*Page extract:*
Meeting people where they are; leading people to where they are not yet

It’s ordination season, a time of great joy in the Church as dedicated young men are called forward and consecrated for conformity with Christ and priestly service to all of us.

As is usual on intergenerational ecclesial occasions, something of a generation gap is in evidence.

  • Current and recent ordinandi are likely to process in a reverent and calm way, looking straight ahead, perhaps with a slight smile but with a certain recollection.
  • Older priests are likely to wear large smiles in the entrance procession, looking for friends in the crowds and waving.

Standing outside this phenomenon and only being able to guess at the reason for the difference, I believe that there must have been a time when a particularly extroverted interpretation was given to the Pauline ideal of being “all things to all men.”

According to the General Instruction on the Roman Missal, the goal of the Entrance Antiphon has four specific aspects.

47. When the people are gathered, and as the Priest enters with the Deacon and ministers, the Entrance Chant begins. Its purpose is to open the celebration, foster the unity of those who have been gathered, introduce their thoughts to the mystery of the liturgical time or festivity, and accompany the procession of the Priest and ministers.

*Instructions:*
a – According to the ordination text, how are older priests likely to behave in the entrance procession?
b – Carry on the ordination text from its last sentence.

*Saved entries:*
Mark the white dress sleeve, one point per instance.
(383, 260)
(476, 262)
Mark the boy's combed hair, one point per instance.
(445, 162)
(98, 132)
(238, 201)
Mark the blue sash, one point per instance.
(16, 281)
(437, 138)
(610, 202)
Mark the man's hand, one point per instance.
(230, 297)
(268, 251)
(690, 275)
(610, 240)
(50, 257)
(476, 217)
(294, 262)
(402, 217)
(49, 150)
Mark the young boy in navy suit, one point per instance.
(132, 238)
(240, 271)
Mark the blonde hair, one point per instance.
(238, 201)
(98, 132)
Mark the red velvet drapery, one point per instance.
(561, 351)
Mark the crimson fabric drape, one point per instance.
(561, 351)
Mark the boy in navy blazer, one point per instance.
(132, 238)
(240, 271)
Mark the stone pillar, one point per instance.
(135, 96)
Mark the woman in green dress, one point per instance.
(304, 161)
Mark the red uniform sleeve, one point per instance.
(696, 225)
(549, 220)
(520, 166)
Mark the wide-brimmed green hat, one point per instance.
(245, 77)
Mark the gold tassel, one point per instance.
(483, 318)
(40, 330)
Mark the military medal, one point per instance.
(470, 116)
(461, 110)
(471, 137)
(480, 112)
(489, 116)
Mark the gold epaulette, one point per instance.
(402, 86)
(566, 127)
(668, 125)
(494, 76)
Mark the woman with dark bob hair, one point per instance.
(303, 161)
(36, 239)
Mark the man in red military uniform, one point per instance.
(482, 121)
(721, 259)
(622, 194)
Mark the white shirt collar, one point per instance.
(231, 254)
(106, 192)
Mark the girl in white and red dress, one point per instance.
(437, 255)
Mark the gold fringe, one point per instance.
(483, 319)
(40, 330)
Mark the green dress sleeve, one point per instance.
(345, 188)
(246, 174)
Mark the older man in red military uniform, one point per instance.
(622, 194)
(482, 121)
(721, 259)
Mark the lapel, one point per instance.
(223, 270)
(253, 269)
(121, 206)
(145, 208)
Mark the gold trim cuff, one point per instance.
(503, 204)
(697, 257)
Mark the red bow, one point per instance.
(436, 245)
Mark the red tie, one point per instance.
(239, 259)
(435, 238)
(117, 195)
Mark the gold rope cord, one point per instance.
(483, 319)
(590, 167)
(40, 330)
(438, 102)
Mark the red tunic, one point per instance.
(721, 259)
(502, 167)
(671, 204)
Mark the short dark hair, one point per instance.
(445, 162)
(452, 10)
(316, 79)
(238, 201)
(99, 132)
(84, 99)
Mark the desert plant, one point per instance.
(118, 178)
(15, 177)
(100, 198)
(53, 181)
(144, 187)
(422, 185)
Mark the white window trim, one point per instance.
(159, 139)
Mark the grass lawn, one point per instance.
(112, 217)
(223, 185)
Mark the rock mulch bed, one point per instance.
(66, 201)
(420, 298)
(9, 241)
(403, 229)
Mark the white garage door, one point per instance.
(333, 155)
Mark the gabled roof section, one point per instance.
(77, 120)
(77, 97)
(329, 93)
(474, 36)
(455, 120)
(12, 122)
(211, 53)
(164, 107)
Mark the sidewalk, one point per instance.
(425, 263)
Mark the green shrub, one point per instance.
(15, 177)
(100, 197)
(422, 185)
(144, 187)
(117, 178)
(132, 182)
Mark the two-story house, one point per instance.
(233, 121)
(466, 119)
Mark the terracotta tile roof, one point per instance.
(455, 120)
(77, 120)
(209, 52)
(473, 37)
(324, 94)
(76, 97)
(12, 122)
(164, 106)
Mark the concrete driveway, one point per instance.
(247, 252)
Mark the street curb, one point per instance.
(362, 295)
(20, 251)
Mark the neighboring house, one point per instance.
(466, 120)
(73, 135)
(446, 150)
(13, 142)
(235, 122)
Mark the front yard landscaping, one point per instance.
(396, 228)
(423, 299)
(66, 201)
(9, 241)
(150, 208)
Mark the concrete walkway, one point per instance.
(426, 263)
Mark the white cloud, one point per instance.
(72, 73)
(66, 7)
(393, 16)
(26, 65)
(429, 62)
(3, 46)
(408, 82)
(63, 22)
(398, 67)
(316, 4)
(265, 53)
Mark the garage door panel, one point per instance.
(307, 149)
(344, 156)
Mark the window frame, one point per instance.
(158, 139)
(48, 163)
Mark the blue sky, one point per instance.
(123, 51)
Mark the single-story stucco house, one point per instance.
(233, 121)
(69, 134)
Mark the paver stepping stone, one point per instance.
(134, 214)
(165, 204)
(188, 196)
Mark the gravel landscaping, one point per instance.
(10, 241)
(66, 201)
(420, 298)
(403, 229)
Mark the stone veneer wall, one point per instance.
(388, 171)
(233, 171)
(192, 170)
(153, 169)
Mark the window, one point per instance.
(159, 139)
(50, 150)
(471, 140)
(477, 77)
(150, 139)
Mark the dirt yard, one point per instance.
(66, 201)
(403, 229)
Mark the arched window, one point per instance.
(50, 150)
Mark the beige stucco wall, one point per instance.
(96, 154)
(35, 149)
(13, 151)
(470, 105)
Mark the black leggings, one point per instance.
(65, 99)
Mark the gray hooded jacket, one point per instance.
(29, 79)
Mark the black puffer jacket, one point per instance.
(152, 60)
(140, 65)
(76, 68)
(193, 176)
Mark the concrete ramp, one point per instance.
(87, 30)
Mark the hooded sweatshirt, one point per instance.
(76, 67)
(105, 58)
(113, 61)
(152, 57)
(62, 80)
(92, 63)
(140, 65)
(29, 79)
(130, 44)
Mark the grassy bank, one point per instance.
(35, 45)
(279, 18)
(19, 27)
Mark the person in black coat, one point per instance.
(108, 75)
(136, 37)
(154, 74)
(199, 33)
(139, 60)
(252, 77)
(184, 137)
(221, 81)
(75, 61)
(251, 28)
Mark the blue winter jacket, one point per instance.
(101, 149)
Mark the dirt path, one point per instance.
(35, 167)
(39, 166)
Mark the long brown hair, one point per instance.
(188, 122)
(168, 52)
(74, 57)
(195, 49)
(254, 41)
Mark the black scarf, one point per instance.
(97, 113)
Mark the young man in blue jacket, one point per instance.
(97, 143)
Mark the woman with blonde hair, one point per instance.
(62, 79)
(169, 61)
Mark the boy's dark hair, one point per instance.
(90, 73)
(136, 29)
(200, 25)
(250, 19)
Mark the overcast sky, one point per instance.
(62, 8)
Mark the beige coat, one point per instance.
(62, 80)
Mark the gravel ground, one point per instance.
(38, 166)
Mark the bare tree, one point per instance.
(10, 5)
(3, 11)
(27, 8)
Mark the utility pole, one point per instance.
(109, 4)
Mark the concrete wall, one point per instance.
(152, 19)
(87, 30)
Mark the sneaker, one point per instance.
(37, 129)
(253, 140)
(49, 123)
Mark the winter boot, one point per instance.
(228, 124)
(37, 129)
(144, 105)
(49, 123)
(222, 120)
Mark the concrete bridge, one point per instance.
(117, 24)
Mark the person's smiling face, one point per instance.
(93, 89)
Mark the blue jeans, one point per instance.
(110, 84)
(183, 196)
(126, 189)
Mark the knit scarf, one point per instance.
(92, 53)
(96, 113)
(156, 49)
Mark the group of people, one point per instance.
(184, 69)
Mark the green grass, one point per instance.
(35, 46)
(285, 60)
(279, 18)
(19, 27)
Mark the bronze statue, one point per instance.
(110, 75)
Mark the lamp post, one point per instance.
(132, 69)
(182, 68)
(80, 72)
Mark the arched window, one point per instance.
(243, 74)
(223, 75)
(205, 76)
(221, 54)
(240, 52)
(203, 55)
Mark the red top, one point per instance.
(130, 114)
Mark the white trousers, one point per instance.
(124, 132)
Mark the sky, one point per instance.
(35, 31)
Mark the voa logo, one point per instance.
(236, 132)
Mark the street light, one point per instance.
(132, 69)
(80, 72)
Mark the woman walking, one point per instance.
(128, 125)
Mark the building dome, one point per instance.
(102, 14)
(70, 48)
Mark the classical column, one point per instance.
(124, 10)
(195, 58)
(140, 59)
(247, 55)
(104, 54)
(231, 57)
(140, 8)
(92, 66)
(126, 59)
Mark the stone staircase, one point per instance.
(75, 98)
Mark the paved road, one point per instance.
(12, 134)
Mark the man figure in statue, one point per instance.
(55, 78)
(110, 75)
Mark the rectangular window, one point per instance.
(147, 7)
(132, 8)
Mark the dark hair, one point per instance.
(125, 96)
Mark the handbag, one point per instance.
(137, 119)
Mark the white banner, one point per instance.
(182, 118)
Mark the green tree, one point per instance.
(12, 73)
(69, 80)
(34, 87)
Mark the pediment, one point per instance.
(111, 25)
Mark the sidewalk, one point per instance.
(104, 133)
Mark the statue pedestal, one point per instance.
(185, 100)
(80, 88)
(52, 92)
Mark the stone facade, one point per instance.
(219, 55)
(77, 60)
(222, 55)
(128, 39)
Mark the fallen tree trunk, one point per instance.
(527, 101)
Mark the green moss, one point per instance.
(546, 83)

*Answers to the tasks:*
a – They are likely to wear large smiles, look for friends in the crowds, and wave.

b –
This fourfold goal would not be met in any way by individual greetings or casualness. It is well addressed, however, by an attitude of recollection and prayerfulness on the part of all, ministers and people.

As we have often noted here before, we’re still in the middle of an awkward, upside-down time in the Church, when the young are more formal than their elders. As we continue to think through these matters together, it helps to keep an open mind.

It could well be that received wisdom has sometimes overemphasized one aspect of pastoral concern at the expense of others.

8 Replies to “Meeting people where they are; leading people to where they are not yet”

  1. It's been my experience and opinion that older vocations often reflect some sort of resignation that former careers and goals failed to fulfill. (Exemption for widowers.) Consequently I've observed in older ordinands/priests a more extroverted sense of "alter Christus." Your example of the Introit demeanor is very accurate. And sometimes, that "the alter Christus" ethos is carried over in not so positive ways in private and official capacities. If you have an ex-CEO, an ex-military officer, an ex-foreman and the like now in a collar, things can get dicey real quick. Ah, Holy Mother Church-hospital and refuge for sinners, we all.

  2. I should have been clearer. I'm not speaking of older vocations but of priests formed in an earlier time.

    And of course, like most generalizations, there is plenty of room for inaccuracy when applied to any given individuals!

  3. Indeed! One of my favorite priests, who celebrates reverent OF, loves Latin, has helped the EF in our region (one of the few who could say it when it was in infancy here), and who off the altar is a joyful extrovert- is a former banker! And a slightly older age when e entered the priesthood. He's an enigma though.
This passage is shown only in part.